**** SUPPLIED RECORDS

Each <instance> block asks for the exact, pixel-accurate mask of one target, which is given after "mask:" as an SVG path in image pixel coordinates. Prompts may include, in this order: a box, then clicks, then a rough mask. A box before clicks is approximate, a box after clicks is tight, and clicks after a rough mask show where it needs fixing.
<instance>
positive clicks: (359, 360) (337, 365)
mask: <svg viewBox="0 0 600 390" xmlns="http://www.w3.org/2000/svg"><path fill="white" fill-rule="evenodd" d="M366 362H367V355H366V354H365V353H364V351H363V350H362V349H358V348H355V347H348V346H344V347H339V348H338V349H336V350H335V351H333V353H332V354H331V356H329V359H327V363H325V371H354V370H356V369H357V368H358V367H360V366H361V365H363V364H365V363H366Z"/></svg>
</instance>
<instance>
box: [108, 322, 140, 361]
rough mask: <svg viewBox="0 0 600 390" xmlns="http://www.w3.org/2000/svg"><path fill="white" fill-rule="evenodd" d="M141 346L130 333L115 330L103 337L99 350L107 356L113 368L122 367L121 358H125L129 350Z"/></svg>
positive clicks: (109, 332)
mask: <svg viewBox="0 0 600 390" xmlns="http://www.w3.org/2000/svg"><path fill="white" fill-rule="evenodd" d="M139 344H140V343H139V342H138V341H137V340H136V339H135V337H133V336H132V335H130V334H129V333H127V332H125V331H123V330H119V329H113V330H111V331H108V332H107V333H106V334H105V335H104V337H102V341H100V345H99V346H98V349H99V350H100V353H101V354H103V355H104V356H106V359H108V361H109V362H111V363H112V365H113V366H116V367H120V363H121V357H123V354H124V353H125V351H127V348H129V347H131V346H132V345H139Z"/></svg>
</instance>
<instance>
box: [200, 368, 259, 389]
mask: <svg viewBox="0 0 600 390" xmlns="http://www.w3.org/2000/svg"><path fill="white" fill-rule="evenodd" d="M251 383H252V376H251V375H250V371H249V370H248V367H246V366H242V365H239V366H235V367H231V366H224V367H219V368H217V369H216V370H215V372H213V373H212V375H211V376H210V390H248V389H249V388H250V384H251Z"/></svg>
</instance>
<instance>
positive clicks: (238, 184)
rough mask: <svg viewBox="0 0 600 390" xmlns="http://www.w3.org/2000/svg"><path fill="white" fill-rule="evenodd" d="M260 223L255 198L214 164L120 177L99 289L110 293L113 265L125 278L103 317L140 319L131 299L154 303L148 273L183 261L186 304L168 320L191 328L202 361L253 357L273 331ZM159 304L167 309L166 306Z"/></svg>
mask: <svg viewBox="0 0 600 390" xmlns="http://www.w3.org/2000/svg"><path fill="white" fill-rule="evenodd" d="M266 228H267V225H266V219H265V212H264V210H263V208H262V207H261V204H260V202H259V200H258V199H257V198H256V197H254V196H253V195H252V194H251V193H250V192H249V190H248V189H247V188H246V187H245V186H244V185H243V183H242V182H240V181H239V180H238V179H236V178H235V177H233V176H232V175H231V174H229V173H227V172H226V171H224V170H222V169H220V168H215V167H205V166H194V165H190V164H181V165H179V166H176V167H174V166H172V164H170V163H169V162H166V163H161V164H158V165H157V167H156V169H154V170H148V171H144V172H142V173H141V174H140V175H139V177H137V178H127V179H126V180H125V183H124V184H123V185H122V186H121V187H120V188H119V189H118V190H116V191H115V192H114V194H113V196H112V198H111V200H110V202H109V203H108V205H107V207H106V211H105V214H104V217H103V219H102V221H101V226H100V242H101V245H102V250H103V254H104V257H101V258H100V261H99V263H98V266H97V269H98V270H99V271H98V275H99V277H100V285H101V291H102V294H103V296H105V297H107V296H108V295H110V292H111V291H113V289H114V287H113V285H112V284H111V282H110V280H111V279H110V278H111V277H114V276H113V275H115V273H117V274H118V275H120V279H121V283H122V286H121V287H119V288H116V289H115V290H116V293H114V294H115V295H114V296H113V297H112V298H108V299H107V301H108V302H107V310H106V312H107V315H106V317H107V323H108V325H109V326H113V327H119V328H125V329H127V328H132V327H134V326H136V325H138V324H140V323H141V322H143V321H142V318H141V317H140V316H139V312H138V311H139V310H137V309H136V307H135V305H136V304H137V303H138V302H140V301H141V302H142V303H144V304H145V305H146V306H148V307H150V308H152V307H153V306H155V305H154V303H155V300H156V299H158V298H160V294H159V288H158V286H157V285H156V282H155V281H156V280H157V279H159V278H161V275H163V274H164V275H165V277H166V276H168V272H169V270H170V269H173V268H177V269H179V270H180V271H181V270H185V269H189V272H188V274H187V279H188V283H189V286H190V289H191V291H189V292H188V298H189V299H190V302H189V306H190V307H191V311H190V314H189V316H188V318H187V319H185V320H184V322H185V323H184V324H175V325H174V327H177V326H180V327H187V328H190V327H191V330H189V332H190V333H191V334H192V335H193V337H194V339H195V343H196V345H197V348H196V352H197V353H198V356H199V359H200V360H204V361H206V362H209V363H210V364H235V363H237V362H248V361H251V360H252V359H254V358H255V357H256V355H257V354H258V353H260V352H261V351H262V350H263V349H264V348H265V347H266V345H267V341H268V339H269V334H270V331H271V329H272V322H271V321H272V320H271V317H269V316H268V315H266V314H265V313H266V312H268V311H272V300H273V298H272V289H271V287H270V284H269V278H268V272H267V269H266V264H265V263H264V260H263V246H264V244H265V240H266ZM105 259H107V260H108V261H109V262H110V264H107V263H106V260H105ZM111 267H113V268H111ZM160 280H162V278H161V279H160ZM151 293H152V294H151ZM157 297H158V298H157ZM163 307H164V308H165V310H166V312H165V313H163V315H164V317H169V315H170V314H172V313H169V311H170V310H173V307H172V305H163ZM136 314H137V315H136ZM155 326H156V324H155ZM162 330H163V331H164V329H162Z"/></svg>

********

PROBLEM DESCRIPTION -> Your task is to restate every record word for word.

RESULT OF THE TASK ->
Each <instance> block asks for the exact, pixel-accurate mask of one target, which is given after "mask:" as an SVG path in image pixel coordinates. Prompts may include, in this order: a box, then clicks, then a rough mask. A box before clicks is approximate, a box after clicks is tight, and clicks after a rough mask show where it needs fixing.
<instance>
positive clicks: (359, 360) (337, 365)
mask: <svg viewBox="0 0 600 390" xmlns="http://www.w3.org/2000/svg"><path fill="white" fill-rule="evenodd" d="M366 362H367V355H366V354H365V353H364V351H363V350H362V349H358V348H355V347H348V346H344V347H339V348H338V349H336V350H335V351H333V353H332V354H331V356H329V359H327V363H325V371H354V370H356V369H357V368H358V367H360V366H361V365H363V364H365V363H366Z"/></svg>
</instance>
<instance>
box: [108, 322, 140, 361]
rough mask: <svg viewBox="0 0 600 390" xmlns="http://www.w3.org/2000/svg"><path fill="white" fill-rule="evenodd" d="M141 346L130 333L115 330L103 337L99 350L107 356L113 368L122 367L121 358H125L129 350Z"/></svg>
positive clicks: (109, 332)
mask: <svg viewBox="0 0 600 390" xmlns="http://www.w3.org/2000/svg"><path fill="white" fill-rule="evenodd" d="M139 344H140V343H139V342H138V341H137V340H136V339H135V337H133V336H132V335H130V334H129V333H127V332H125V331H123V330H119V329H113V330H111V331H108V332H107V333H106V334H105V335H104V337H102V341H100V345H99V346H98V349H99V350H100V353H101V354H103V355H104V356H106V359H108V361H109V362H111V363H112V365H113V366H116V367H120V363H121V357H123V354H124V353H125V351H127V348H129V347H131V346H132V345H139Z"/></svg>
</instance>
<instance>
box: [200, 368, 259, 389]
mask: <svg viewBox="0 0 600 390" xmlns="http://www.w3.org/2000/svg"><path fill="white" fill-rule="evenodd" d="M251 383H252V376H251V375H250V371H249V370H248V367H246V366H242V365H239V366H235V367H231V366H224V367H219V368H217V369H216V370H215V372H213V373H212V375H211V376H210V390H248V389H249V388H250V384H251Z"/></svg>
</instance>
<instance>
positive clicks: (238, 184)
rough mask: <svg viewBox="0 0 600 390" xmlns="http://www.w3.org/2000/svg"><path fill="white" fill-rule="evenodd" d="M260 223L255 198L214 164L120 177L99 289L110 293L113 265L125 278L103 317L140 319L131 299L154 303L148 273L183 261L186 304L168 320L191 328L202 361L253 357L273 331ZM159 304L167 309L166 306Z"/></svg>
mask: <svg viewBox="0 0 600 390" xmlns="http://www.w3.org/2000/svg"><path fill="white" fill-rule="evenodd" d="M266 228H267V225H266V219H265V212H264V210H263V208H262V207H261V204H260V202H259V200H258V199H257V198H256V197H254V196H253V195H252V194H251V193H250V192H249V190H248V189H247V188H246V187H245V186H244V185H243V183H242V182H240V181H239V180H238V179H236V178H235V177H233V176H232V175H231V174H229V173H227V172H226V171H224V170H222V169H220V168H215V167H205V166H194V165H190V164H181V165H179V166H176V167H174V166H172V164H170V163H169V162H166V163H161V164H158V165H157V167H156V169H154V170H148V171H144V172H142V173H141V174H140V175H139V177H137V178H127V179H126V180H125V183H124V184H123V185H122V186H121V187H120V188H119V189H118V190H116V191H115V192H114V194H113V196H112V198H111V200H110V202H109V203H108V205H107V207H106V211H105V214H104V217H103V219H102V221H101V226H100V242H101V245H102V250H103V254H104V257H101V258H100V261H99V263H98V266H97V269H98V270H99V271H98V275H99V277H100V285H101V291H102V294H103V296H105V297H107V296H108V295H110V292H111V291H113V289H114V287H113V285H112V284H111V282H110V280H111V279H110V278H111V277H114V276H113V275H115V273H117V274H118V275H120V279H121V283H122V286H121V287H119V288H116V289H115V290H116V293H114V294H115V295H114V296H113V297H112V298H108V299H107V301H108V302H107V310H106V312H107V315H106V317H107V323H108V325H109V326H113V327H119V328H125V329H127V328H132V327H134V326H136V325H138V324H140V323H141V322H143V321H142V318H141V317H140V316H139V312H138V311H139V310H137V309H136V307H135V305H136V304H137V303H138V302H140V301H141V302H142V303H144V304H145V305H146V306H148V307H150V308H152V307H153V306H155V305H154V303H155V300H156V299H158V298H160V294H159V288H158V286H157V285H156V282H155V281H156V280H157V279H159V278H161V275H163V274H164V275H165V277H166V276H168V272H169V270H170V269H173V268H177V269H179V270H180V271H181V270H185V269H189V272H188V274H187V279H188V283H189V286H190V289H191V291H189V292H188V298H189V299H190V302H189V306H190V307H191V311H190V314H189V316H188V318H187V319H185V320H184V322H185V323H184V324H175V325H174V327H177V326H180V327H187V328H190V327H191V330H189V332H190V333H191V334H192V335H193V337H194V339H195V343H196V345H197V348H196V352H197V353H198V356H199V359H200V360H204V361H206V362H209V363H210V364H235V363H237V362H248V361H251V360H252V359H254V358H255V357H256V355H257V354H258V353H260V352H261V351H262V350H263V349H264V348H265V347H266V345H267V341H268V339H269V334H270V331H271V329H272V322H271V321H272V320H271V317H269V316H268V315H266V314H265V313H266V312H268V311H272V300H273V298H272V289H271V287H270V284H269V278H268V272H267V269H266V264H265V263H264V260H263V246H264V244H265V240H266ZM105 259H107V260H108V261H109V262H110V264H107V263H106V260H105ZM111 267H113V268H111ZM160 280H162V278H161V279H160ZM151 293H152V294H151ZM157 297H158V298H157ZM163 307H164V308H165V310H166V312H165V313H163V315H164V317H169V315H170V314H172V313H169V311H170V310H173V307H172V305H163ZM136 314H137V315H136ZM155 326H156V324H155ZM162 330H163V331H164V329H162Z"/></svg>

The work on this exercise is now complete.